## Start PROVIDED TEXT

Bynum's defender helps, leaving Bynum open under the basket. Fisher pulls up and alley-oops a pass to Bynum who puts it in. A great read by Fisher, who was probably hoping to get to the rim, but once he saw Bynum's defender rotate over, he instinctively found a way to get the ball to the open man.

I think this set shows you the countless ways you can set the triangle. The play started off with an unusual set, with two bigmen on the same side of the court. But with a couple of passes, the set switched over to a more traditional look.


Example 3

Weak side iso


This video is a great example of  how the offense continues to try to reform the triangle after every stalled play. The play starts with Fisher bringing the ball up and passing to the Kobe at the wing. Fisher than reverses and goes to the opposite corner. This is similar to example 2, where Kobe moved to the opposite corner. This again forms the triangle on the opposite side of the court and puts Kobe on the weak side. But in this case, Lamar Odom is out of position at the top of the arc.

## End PROVIDED TEXT
## Start RECORDS SHOWN

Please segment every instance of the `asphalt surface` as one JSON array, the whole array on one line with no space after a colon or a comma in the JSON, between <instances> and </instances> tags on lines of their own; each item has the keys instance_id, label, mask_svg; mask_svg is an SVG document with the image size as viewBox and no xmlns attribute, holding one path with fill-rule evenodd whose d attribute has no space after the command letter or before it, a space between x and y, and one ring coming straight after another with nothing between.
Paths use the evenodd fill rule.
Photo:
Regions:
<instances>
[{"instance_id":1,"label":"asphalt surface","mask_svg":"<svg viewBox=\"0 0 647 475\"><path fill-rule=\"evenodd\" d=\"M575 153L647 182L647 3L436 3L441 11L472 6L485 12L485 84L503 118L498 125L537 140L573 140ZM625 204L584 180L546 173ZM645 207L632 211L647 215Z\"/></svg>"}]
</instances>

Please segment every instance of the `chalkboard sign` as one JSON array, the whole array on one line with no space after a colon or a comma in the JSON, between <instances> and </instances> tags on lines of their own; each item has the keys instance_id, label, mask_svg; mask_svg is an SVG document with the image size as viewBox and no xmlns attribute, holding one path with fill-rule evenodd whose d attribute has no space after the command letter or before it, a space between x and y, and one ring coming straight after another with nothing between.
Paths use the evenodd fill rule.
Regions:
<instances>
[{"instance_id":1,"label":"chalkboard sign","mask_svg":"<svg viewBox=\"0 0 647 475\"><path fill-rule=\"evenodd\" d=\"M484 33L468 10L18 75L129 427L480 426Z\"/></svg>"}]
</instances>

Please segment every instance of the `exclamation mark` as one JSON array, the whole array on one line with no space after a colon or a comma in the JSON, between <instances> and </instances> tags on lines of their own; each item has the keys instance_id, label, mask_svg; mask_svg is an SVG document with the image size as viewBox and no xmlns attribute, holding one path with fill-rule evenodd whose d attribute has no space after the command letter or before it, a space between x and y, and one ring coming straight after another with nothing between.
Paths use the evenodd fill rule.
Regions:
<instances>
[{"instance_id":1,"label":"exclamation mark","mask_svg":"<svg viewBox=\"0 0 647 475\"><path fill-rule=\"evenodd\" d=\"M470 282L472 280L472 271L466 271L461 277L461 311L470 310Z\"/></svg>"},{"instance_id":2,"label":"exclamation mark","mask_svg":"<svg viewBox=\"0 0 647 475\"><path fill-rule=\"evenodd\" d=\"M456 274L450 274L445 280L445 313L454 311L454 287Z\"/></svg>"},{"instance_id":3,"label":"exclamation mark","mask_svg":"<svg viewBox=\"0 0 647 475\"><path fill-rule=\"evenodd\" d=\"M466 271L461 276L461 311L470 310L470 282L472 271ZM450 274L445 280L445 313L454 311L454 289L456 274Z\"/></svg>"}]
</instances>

## End RECORDS SHOWN

## [OBJECTIVE]
Answer these questions about the triangle offense text:
1. Who sends the alley-oop pass to Bynum?
2. What made the opening set unusual in the play that "started off with an unusual set"?
3. In the "Weak side iso" example, where is Lamar Odom out of position?

## [CORRECT RESPONSE]
1. Fisher
2. It had two bigmen on the same side of the court.
3. At the top of the arc